* **EXCERPTED TEXT**
▼
# Solved: Windows on an Android Tablet?



## paulb100 (Mar 17, 2005)

is it possible to install windows on certain Tablets that run Android?

my GF fancys the Acer Iconia A210 but she wants Windows 8 on it...is it possible?
http://www.ebuyer.com/407786-acer-iconia-a210-tablet-pc-ht-ha6ek-001

I know there is an ARM version of Windows 8 too.

what do I need to know about this before choosing a compatible Tablet.?

thanks


----------



## TerryNet (Mar 23, 2005)

Maybe there is something big I just don't understand (wouldn't be the first time!). Does that tablet not have ARM architecture? Doesn't Android only run on ARM architecture?

If the above is true then the only legally Windows compatible tablets are those with Intel/AMD architecture (e.g., my Acer W500 Iconia Tab), the Surface RT and any (future) OEM tablets with Windows RT preinstalled.


----------



## paulb100 (Mar 17, 2005)

I dont know nothing about them lol... hence me asking.

can one wireless print & use word (or word compatible apps) with Android etc? or WindowsRT (which I found out too be cut down windows 8)

thanks


----------



## prunejuice (Apr 3, 2002)

You can wireless print if you install a print app (preferably compatible with your printer) from the Play Store.
There are many free office products available on Android that provide compatibility with many Microsoft formats.


----------



## TerryNet (Mar 23, 2005)

Windows RT includes a "cut down" version of Office (including Word). I assume that has print capabilities, but I actually don't know anything about it.
▲
* **Data records**
▼
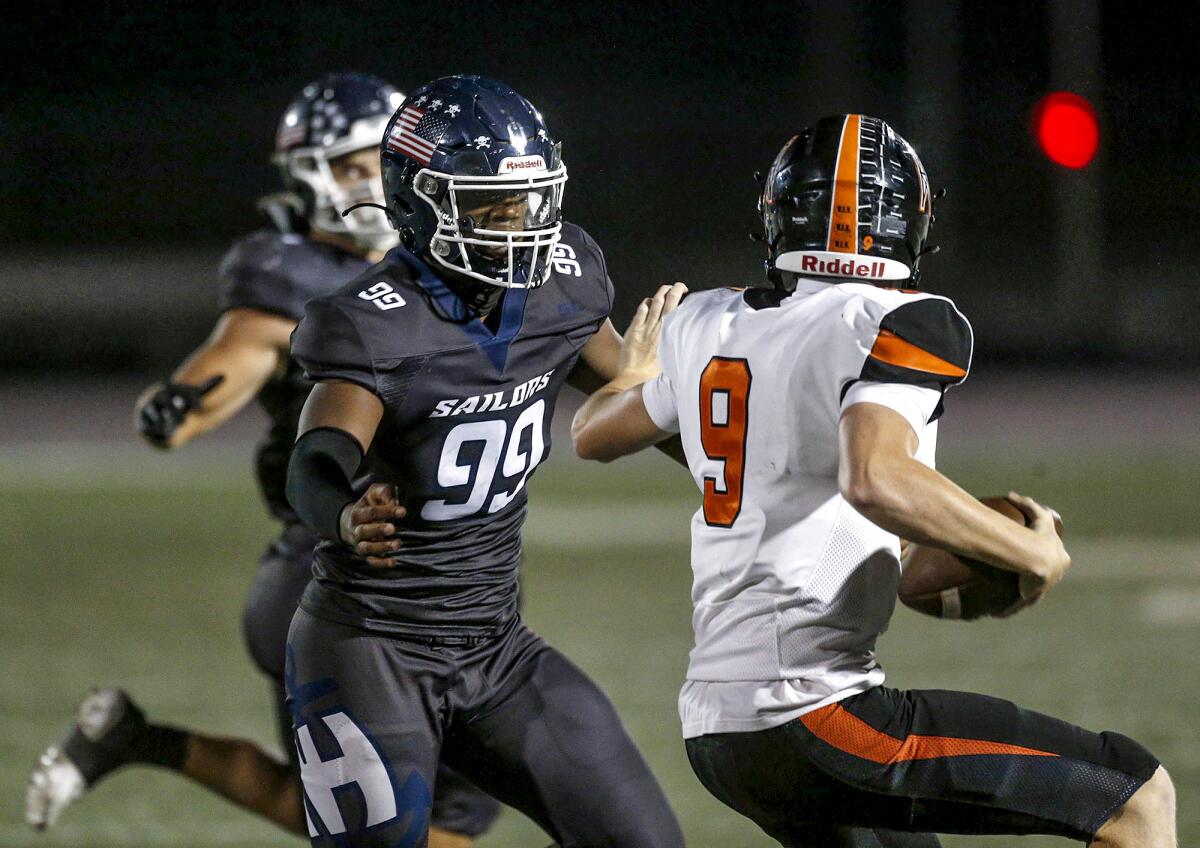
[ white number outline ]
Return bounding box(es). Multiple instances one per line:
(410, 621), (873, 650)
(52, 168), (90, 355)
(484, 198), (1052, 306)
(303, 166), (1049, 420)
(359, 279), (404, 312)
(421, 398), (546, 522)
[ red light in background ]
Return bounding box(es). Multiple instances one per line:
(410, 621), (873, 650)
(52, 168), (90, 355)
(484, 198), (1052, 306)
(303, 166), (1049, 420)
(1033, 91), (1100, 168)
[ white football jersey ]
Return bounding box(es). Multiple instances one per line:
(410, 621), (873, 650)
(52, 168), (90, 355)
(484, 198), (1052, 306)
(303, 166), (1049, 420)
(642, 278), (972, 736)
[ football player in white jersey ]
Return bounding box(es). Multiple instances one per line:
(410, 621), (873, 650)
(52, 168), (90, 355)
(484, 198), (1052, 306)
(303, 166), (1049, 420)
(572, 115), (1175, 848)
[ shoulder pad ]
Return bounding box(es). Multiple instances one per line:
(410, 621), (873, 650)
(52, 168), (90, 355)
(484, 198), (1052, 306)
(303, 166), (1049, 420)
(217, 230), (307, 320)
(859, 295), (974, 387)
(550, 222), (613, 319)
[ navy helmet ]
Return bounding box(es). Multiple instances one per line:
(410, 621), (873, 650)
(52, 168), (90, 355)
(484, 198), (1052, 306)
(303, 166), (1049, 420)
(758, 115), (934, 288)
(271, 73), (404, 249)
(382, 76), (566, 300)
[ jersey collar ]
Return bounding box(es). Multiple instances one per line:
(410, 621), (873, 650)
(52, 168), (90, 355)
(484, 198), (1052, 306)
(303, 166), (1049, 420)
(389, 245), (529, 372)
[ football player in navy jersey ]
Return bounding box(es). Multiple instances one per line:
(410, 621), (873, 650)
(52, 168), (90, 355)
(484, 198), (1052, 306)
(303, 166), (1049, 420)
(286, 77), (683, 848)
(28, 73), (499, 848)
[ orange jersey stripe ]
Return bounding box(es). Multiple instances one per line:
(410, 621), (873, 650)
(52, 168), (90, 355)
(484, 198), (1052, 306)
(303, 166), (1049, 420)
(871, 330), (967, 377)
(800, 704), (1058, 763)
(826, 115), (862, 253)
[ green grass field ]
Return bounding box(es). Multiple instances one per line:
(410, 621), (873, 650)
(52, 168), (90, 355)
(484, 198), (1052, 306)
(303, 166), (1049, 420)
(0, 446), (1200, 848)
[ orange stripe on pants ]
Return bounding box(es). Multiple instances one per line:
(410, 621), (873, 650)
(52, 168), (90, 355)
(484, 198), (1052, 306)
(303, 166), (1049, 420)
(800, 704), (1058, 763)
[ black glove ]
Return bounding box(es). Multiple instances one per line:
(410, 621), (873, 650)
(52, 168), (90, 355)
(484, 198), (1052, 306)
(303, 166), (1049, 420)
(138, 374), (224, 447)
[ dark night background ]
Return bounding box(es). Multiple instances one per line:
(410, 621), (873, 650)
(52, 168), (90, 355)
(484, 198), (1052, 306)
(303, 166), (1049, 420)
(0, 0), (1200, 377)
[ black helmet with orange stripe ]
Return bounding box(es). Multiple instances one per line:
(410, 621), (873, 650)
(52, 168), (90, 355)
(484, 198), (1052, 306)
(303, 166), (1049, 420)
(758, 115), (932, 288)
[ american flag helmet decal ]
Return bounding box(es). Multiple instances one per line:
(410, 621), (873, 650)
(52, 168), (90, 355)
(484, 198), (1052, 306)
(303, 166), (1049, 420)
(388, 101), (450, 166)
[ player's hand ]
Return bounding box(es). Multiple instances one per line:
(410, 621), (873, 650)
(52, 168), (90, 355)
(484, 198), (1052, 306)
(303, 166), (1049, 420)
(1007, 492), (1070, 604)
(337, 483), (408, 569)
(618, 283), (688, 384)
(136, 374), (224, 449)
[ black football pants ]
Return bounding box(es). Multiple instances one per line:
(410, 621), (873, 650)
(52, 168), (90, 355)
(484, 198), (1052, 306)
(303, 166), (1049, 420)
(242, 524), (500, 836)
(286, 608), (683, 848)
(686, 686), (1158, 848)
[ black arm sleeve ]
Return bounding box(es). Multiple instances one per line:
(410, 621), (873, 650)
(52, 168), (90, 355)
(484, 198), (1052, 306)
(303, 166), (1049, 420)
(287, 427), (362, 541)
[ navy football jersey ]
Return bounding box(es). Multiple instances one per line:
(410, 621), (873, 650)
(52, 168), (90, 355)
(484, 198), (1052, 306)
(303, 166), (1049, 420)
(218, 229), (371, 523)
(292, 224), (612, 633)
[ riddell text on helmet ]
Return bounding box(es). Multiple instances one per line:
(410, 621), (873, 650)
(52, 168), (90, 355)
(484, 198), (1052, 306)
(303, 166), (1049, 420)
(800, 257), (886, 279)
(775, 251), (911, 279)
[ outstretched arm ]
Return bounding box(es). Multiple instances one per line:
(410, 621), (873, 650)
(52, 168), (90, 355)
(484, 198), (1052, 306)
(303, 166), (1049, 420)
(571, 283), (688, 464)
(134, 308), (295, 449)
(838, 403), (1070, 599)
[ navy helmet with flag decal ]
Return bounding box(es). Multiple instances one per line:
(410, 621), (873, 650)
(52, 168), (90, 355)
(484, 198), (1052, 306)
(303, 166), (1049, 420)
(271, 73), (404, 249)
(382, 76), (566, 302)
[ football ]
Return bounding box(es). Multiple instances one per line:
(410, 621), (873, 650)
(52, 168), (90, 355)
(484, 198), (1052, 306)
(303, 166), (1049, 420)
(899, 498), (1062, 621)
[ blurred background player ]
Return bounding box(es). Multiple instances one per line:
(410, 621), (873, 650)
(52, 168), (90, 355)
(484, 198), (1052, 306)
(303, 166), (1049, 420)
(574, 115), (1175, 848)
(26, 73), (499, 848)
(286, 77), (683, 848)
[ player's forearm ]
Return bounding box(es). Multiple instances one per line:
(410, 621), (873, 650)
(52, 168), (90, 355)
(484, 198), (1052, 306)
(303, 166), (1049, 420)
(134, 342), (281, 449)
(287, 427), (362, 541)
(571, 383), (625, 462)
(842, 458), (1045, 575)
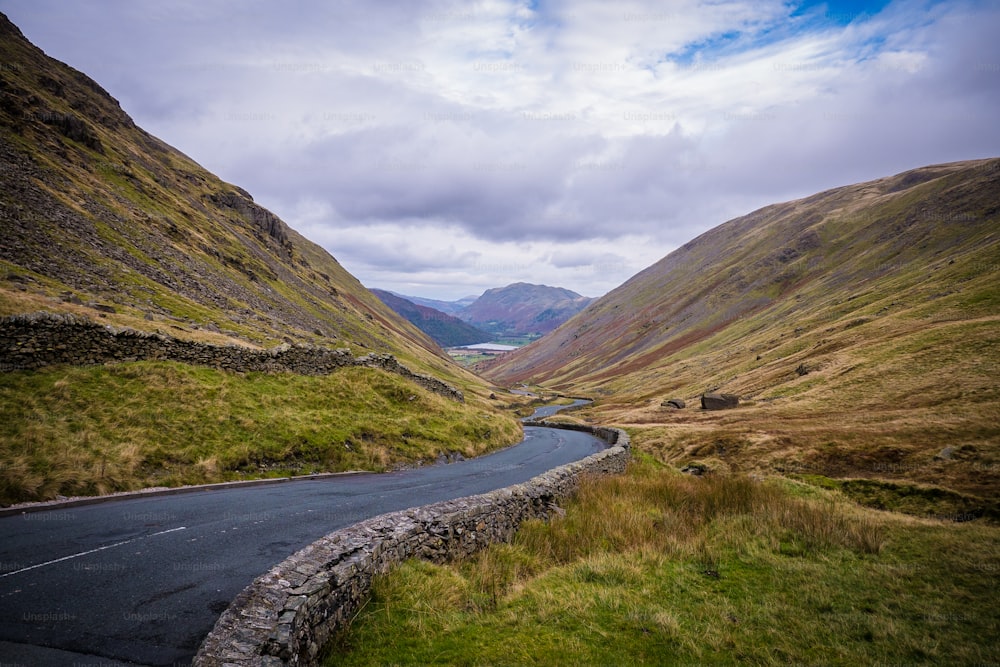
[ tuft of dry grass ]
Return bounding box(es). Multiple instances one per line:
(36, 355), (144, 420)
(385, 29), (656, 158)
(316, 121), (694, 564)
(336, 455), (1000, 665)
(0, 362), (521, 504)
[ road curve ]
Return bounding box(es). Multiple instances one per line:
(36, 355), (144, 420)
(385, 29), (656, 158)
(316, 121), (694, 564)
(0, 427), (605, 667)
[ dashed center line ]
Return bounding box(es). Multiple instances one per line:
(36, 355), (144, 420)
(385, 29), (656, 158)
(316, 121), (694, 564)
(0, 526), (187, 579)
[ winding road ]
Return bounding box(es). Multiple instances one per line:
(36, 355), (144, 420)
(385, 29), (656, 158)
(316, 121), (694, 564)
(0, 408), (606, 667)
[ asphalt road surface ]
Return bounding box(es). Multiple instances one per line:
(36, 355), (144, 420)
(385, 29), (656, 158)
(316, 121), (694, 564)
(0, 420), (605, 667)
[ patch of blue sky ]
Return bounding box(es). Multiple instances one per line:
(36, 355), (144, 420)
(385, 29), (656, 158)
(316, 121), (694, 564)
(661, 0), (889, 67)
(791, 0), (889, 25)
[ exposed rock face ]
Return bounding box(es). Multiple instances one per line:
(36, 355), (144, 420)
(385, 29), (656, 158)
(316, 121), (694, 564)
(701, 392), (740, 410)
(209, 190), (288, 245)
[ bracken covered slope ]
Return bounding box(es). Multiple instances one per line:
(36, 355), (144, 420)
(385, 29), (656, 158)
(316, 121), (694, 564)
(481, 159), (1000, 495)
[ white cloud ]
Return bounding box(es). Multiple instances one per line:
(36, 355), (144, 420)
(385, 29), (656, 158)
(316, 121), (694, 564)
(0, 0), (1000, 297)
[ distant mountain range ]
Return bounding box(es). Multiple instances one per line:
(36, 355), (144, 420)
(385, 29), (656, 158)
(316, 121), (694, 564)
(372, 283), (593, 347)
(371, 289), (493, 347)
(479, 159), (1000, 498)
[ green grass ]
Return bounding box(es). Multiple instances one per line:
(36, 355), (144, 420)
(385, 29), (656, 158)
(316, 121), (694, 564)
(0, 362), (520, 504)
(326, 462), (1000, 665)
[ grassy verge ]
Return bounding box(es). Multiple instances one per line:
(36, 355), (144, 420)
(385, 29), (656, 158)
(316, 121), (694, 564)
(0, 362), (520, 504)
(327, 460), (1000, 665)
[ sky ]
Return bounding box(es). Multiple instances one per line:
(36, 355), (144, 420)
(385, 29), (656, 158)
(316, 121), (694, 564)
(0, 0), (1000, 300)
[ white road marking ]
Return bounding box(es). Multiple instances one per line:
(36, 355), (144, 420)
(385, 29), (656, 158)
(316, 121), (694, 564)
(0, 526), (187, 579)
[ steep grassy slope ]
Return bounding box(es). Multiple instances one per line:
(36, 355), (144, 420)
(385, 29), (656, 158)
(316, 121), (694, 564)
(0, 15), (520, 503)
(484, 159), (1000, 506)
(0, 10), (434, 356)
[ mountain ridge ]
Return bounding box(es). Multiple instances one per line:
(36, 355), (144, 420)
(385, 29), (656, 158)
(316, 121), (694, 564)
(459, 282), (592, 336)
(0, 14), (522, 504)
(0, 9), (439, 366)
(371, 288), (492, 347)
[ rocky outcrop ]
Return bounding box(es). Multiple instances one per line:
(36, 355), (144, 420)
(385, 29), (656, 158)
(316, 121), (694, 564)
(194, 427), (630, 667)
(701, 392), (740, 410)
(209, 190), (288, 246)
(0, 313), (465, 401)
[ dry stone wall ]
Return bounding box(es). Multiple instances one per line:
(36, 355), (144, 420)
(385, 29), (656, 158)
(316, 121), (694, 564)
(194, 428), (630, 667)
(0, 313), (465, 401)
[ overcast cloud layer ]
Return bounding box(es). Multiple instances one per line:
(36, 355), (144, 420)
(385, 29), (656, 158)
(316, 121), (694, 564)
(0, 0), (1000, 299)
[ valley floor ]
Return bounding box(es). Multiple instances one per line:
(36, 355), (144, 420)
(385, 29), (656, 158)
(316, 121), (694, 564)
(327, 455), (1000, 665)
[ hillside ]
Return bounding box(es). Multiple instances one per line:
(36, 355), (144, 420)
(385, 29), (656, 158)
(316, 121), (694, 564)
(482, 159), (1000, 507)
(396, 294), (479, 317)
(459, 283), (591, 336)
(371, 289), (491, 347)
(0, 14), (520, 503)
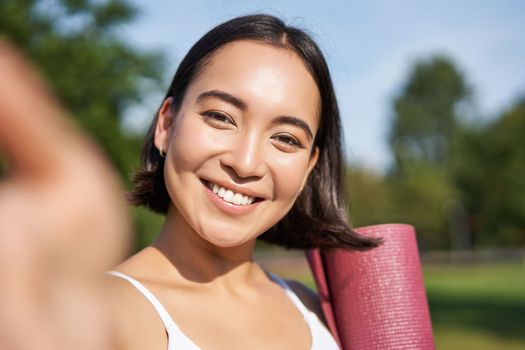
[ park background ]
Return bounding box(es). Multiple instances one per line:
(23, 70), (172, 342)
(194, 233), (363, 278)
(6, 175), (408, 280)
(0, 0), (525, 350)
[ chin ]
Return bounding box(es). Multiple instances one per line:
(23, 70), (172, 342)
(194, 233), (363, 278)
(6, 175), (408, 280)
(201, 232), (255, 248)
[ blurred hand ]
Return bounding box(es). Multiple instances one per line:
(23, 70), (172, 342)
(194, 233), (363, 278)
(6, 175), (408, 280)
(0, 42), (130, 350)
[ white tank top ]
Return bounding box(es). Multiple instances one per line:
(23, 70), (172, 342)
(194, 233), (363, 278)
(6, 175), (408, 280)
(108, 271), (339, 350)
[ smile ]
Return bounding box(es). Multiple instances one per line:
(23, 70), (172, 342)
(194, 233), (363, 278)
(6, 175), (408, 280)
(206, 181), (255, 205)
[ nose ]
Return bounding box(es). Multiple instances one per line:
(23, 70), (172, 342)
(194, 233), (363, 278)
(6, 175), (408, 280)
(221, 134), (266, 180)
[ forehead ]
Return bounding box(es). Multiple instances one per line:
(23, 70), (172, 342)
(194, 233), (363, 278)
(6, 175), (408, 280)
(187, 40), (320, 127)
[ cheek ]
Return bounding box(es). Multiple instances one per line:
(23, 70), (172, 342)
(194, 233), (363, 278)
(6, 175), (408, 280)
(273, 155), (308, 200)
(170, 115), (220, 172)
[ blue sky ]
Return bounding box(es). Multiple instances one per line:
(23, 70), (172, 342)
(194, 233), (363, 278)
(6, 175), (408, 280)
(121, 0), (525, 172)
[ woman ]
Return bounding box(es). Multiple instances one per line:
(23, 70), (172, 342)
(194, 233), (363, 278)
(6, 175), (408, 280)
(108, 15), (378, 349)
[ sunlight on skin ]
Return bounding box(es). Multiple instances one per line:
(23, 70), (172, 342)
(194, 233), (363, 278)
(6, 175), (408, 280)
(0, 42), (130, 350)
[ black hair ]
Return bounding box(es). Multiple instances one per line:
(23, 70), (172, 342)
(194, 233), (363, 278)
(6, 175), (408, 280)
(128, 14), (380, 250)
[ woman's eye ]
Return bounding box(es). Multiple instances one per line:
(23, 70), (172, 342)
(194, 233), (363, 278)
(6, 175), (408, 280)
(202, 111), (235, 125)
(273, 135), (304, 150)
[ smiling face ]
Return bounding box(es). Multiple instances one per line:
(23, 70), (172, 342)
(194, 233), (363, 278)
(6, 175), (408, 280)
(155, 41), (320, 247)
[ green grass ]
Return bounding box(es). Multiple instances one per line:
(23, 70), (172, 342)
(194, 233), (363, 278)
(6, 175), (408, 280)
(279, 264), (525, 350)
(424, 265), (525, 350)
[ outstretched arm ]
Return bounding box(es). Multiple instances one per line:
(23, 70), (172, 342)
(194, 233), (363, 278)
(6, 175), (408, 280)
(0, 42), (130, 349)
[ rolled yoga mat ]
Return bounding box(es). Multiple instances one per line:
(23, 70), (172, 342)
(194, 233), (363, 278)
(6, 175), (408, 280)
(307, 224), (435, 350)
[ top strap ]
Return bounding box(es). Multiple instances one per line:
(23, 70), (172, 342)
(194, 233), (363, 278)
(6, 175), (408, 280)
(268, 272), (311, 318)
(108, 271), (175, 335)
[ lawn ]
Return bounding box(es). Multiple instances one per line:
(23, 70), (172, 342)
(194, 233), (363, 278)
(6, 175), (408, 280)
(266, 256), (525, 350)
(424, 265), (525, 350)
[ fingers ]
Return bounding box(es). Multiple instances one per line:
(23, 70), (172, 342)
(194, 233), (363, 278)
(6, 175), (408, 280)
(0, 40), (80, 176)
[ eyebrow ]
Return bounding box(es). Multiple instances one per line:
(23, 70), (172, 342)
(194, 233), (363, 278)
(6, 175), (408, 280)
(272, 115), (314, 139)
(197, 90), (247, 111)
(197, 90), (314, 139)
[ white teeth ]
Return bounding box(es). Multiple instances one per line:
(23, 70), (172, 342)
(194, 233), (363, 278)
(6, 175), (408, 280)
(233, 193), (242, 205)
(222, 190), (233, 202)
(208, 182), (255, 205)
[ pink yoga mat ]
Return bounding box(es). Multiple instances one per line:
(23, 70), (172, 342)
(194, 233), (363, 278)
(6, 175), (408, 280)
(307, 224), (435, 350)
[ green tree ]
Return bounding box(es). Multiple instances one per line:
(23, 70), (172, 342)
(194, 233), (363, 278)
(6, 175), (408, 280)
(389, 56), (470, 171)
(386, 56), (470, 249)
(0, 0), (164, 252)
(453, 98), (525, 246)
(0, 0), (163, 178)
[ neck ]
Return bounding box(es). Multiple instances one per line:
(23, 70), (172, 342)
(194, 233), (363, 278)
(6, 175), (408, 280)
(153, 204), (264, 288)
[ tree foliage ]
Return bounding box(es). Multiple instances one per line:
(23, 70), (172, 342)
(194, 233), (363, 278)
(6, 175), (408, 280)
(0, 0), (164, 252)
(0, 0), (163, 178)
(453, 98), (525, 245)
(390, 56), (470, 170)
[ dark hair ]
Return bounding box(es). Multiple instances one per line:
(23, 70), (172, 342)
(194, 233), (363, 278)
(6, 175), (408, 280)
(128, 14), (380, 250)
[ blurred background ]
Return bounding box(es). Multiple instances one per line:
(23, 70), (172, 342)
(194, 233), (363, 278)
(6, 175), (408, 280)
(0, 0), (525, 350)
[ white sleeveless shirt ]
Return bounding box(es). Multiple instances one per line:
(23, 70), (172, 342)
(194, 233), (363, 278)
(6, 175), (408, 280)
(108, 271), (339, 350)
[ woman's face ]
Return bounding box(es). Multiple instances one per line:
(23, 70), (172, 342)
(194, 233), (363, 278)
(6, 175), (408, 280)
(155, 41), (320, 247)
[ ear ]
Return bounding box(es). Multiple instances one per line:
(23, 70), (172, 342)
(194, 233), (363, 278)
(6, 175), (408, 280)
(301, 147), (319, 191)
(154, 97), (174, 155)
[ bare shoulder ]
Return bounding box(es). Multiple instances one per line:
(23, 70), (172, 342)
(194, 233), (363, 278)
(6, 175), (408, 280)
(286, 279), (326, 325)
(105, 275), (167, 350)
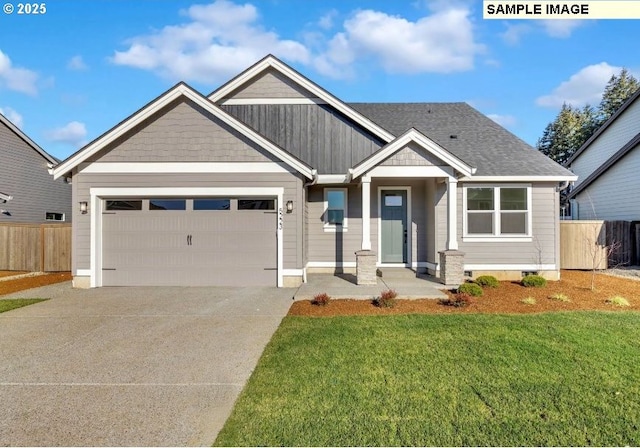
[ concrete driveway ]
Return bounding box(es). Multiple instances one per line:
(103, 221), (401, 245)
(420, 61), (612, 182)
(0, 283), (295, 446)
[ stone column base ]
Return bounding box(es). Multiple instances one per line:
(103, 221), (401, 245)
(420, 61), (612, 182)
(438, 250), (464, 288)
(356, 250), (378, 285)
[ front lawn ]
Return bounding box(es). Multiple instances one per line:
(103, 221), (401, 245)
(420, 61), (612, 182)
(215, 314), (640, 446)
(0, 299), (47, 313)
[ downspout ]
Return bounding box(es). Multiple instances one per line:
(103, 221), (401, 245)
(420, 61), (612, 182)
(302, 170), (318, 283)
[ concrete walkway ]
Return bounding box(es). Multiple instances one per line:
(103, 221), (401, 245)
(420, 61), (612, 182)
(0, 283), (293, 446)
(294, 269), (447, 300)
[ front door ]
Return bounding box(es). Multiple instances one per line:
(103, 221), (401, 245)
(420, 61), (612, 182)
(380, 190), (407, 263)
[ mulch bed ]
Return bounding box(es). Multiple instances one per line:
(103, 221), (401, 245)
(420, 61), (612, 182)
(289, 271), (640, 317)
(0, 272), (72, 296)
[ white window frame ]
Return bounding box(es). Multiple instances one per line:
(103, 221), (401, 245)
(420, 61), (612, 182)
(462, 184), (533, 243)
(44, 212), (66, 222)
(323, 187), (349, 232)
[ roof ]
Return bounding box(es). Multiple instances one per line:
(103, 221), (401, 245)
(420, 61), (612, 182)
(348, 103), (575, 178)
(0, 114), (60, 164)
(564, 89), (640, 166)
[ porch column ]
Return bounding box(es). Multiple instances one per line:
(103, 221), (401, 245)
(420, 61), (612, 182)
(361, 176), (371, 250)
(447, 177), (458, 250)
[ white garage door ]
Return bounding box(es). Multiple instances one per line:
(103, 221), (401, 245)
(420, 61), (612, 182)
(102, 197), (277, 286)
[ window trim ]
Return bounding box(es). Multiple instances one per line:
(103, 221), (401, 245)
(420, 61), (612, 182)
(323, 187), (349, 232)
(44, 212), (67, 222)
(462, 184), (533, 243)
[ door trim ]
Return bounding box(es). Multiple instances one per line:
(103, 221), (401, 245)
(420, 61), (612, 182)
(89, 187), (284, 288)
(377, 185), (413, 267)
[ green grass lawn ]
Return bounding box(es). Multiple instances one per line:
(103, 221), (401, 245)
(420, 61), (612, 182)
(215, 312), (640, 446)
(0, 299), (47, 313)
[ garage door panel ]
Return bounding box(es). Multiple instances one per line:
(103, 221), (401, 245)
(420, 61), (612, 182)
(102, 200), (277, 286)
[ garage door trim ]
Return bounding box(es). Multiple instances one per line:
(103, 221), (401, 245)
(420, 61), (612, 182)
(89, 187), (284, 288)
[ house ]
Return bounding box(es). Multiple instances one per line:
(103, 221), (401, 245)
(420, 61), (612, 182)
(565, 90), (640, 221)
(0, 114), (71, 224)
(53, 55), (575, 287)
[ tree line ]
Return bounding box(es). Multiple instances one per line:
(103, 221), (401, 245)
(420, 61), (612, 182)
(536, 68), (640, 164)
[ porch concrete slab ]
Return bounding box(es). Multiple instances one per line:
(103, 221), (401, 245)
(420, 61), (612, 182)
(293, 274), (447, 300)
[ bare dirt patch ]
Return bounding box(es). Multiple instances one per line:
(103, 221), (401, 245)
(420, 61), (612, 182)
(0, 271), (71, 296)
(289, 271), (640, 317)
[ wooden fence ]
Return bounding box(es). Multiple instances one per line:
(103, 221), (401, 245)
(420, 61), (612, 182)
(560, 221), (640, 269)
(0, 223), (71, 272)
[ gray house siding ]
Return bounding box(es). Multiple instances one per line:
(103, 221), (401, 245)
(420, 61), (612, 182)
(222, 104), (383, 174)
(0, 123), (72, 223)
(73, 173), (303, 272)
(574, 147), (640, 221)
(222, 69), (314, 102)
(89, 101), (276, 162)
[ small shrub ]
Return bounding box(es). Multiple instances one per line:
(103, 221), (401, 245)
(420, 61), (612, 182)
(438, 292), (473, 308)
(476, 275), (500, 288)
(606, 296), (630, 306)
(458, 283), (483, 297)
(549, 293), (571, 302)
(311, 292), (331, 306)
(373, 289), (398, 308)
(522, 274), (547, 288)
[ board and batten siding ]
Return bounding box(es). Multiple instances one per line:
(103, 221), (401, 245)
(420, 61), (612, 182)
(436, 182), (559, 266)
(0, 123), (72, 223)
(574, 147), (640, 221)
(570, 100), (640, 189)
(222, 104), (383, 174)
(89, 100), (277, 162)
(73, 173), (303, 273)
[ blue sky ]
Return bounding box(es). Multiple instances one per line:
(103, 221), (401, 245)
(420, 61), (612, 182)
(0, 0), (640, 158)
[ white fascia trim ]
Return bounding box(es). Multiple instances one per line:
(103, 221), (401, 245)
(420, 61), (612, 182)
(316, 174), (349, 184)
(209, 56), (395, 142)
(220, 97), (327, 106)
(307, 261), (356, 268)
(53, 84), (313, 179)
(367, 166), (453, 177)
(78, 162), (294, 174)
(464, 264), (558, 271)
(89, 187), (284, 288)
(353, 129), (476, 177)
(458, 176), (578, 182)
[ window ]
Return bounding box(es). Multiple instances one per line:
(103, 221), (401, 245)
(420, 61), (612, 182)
▲
* **EXERCISE INSTRUCTIONS**
**a.** From the tablet thread, set down the passage that opens with the words containing "Maybe there is" and closes with "Windows RT preinstalled.", reproducing it verbatim.
**b.** Answer these questions from the tablet thread:
(i) Which tablet model does the opening post say the poster's girlfriend fancies?
(ii) Which tablet does TerryNet name as his own example of one with Intel/AMD architecture?
(iii) According to prunejuice, from where should a print app be installed?

* **THE REPLIES**
**a.**
Maybe there is something big I just don't understand (wouldn't be the first time!). Does that tablet not have ARM architecture? Doesn't Android only run on ARM architecture?

If the above is true then the only legally Windows compatible tablets are those with Intel/AMD architecture (e.g., my Acer W500 Iconia Tab), the Surface RT and any (future) OEM tablets with Windows RT preinstalled.

**b.**
(i) The Acer Iconia A210.
(ii) The Acer W500 Iconia Tab.
(iii) The Play Store.